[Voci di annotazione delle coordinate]
┄┄┄┄┄┄┄┄┄┄

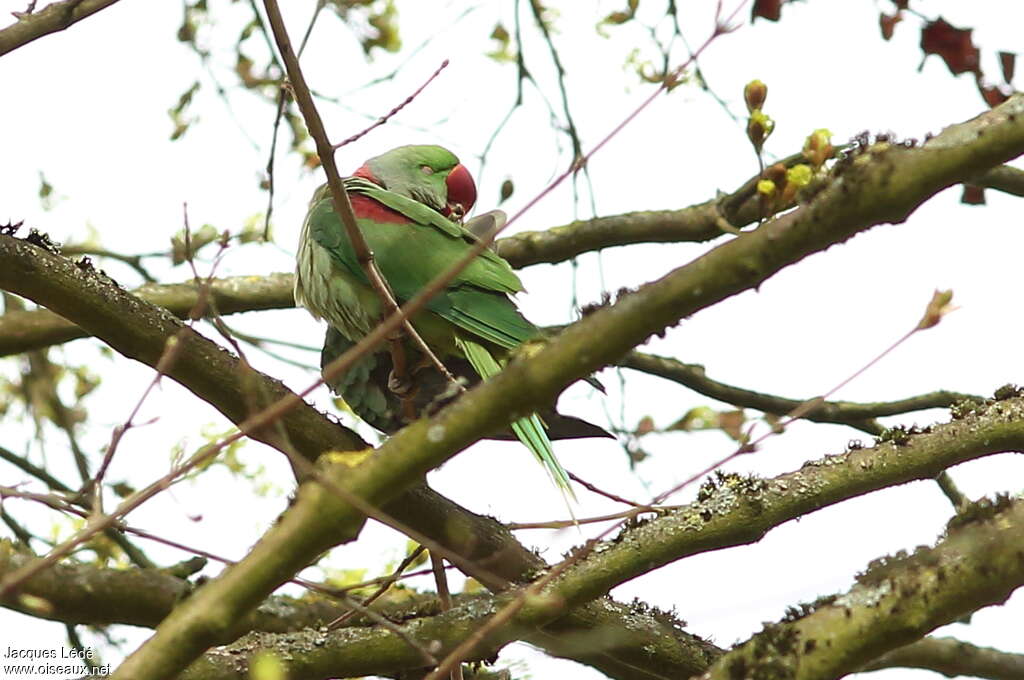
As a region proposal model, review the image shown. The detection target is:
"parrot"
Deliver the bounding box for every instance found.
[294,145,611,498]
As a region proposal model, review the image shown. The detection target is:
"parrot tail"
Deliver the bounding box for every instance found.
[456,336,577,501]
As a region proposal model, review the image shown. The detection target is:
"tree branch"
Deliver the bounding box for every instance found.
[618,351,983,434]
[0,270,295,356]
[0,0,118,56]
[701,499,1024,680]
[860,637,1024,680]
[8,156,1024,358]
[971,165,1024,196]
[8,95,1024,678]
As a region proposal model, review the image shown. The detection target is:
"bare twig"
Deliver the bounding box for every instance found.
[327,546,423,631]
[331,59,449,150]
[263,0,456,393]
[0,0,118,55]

┄┄┄┄┄┄┄┄┄┄

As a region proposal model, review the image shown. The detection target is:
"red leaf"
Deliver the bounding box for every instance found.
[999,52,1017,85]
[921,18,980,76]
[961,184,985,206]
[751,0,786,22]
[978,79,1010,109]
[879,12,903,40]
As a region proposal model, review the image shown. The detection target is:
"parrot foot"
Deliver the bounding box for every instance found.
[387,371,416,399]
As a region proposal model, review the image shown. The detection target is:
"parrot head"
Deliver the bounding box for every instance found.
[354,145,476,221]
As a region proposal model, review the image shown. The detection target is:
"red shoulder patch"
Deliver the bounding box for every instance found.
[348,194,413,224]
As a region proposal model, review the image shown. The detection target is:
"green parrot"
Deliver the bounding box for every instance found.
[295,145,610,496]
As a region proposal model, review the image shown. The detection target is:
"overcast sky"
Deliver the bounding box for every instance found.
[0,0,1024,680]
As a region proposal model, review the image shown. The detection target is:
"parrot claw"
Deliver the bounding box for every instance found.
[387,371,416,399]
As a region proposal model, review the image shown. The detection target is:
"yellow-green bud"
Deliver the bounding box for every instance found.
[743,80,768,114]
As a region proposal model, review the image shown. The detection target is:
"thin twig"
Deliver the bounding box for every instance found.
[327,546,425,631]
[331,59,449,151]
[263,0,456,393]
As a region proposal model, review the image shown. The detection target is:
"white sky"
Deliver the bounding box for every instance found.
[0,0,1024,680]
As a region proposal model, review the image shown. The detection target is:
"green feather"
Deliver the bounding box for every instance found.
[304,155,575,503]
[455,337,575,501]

┄┄┄┄┄┄┄┄┄┄

• _Richiesta del compito_: Filtra le voci riportate sopra e copia ogni riga che contiene la stringa "parrot".

• _Risultato finale_:
"parrot"
"parrot tail"
"parrot foot"
"parrot head"
"green parrot"
"parrot claw"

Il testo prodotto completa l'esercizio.